• The task:
Put the lines from the beginning of the data through the line containing "[[519, 165]]", both ends included, into a JSON list of strings with one string per line and no blank lines. Leave the pictures out of the list.

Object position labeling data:
---

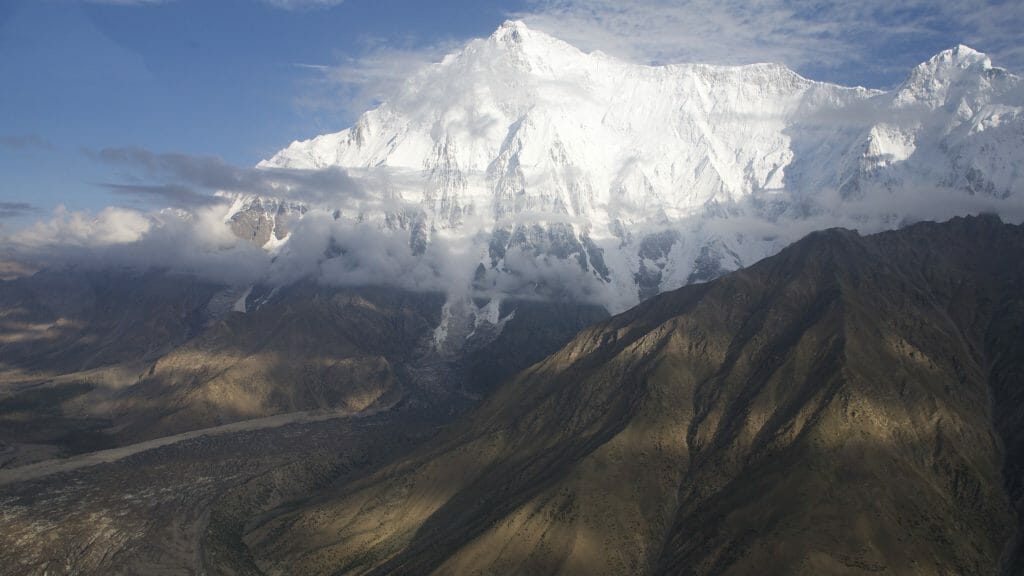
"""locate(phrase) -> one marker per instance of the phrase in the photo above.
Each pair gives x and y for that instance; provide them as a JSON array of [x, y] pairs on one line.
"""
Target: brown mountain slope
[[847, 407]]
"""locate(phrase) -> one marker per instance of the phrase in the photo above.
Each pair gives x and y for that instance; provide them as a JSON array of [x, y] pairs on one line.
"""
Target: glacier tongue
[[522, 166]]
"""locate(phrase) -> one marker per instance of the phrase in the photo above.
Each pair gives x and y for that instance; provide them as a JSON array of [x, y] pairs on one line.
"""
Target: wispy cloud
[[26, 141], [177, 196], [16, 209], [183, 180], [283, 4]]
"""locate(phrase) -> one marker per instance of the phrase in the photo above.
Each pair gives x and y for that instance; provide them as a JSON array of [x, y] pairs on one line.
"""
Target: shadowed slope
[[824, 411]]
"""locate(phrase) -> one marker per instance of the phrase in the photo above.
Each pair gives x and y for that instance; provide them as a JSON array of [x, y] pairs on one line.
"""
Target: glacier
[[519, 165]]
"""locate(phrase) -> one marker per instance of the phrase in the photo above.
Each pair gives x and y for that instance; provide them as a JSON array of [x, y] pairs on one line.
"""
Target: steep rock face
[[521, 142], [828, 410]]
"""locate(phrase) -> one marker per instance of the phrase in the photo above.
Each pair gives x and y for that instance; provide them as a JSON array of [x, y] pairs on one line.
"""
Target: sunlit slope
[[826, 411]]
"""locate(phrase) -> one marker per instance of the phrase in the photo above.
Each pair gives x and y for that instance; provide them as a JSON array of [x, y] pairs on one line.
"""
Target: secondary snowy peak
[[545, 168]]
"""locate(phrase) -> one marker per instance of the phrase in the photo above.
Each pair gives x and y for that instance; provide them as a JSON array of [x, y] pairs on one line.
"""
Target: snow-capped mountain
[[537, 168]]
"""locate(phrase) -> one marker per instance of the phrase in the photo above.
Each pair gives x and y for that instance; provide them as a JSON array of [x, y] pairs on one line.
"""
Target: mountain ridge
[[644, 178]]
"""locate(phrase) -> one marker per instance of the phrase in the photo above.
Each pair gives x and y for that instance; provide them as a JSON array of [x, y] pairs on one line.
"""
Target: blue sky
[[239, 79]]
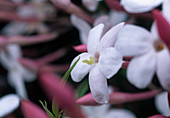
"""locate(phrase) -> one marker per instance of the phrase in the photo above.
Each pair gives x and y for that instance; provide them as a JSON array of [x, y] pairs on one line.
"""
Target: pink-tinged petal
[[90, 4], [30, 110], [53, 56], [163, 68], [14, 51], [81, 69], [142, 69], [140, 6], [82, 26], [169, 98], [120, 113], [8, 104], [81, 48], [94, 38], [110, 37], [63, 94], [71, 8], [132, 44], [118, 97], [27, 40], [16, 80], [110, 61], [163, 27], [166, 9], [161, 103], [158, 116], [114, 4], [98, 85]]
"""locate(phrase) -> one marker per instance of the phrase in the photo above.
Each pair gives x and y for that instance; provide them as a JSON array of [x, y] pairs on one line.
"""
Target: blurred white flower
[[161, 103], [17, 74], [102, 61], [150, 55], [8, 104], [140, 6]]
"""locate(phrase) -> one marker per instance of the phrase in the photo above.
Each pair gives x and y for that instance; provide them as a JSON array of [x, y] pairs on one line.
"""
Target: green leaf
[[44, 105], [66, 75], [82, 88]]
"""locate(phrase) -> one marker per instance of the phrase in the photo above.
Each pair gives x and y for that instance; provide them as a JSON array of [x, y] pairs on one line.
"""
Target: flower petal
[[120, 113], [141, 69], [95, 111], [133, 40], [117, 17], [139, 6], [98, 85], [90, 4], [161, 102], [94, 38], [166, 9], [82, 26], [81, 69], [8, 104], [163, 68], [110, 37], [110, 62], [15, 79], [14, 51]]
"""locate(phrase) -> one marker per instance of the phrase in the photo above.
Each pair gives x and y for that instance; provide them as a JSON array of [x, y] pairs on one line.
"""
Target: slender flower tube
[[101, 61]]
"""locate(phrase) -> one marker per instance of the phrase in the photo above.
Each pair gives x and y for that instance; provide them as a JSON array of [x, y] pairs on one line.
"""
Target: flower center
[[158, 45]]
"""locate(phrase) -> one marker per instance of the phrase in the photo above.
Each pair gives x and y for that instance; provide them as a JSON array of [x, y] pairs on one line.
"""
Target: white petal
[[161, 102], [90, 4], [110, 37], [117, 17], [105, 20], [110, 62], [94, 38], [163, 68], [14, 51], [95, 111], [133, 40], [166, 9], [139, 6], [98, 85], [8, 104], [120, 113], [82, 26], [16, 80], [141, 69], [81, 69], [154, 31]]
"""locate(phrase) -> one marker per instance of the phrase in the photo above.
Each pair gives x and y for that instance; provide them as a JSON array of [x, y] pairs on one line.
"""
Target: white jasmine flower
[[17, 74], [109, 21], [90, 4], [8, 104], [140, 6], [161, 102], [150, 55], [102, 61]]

---

• Reply:
[
  "\"\"\"locate(phrase) -> one marker per instance of the phrase in the photo above.",
  "Each pair gives x and y for that instance; provide them as a JSON array of [x, y] pairs on one line.",
  "\"\"\"",
  "Target: brown mountain slope",
  "[[847, 407]]",
  "\"\"\"locate(phrase) -> one marker per instance of the phrase in the photo above.",
  "Each pair gives x and y for that instance; provide them as a JSON array of [x, y] pairs on one line.",
  "\"\"\"",
  "Target: glacier tongue",
  "[[522, 166]]",
  "\"\"\"locate(phrase) -> one marker per instance of the phrase in the photo above.",
  "Each pair gives x and y for that instance; provide them as a JSON array of [x, y] pairs on one line.",
  "\"\"\"",
  "Target: wispy cloud",
  "[[26, 141], [177, 196], [16, 209], [183, 180], [283, 4]]",
  "\"\"\"locate(phrase) -> one marker per instance of the phrase in the photo above.",
  "Each pair gives x and y for that instance; provide them as a JSON array of [x, y] pairs on one line.",
  "\"\"\"",
  "Target: shadowed slope",
  "[[824, 411]]",
  "\"\"\"locate(phrase) -> one marker per instance of the phrase in the photo above.",
  "Each pair gives x and y for that instance; provide them as a JSON array of [x, y] pairs on one line.",
  "\"\"\"",
  "Target: glacier",
  "[[519, 165]]"
]